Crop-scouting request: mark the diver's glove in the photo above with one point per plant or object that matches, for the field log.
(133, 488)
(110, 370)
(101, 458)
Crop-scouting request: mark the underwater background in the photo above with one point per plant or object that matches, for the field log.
_ _ _
Given task: Find each line in the records above that contains the word "field", and copy those lines in full.

Task solution:
Crop-scouting request: mark the diver's glove in the photo above with one point per plant or object that matches, for the field log.
Crop-scouting request: mark the underwater background in the photo above with one point per plant or object that matches, for the field log.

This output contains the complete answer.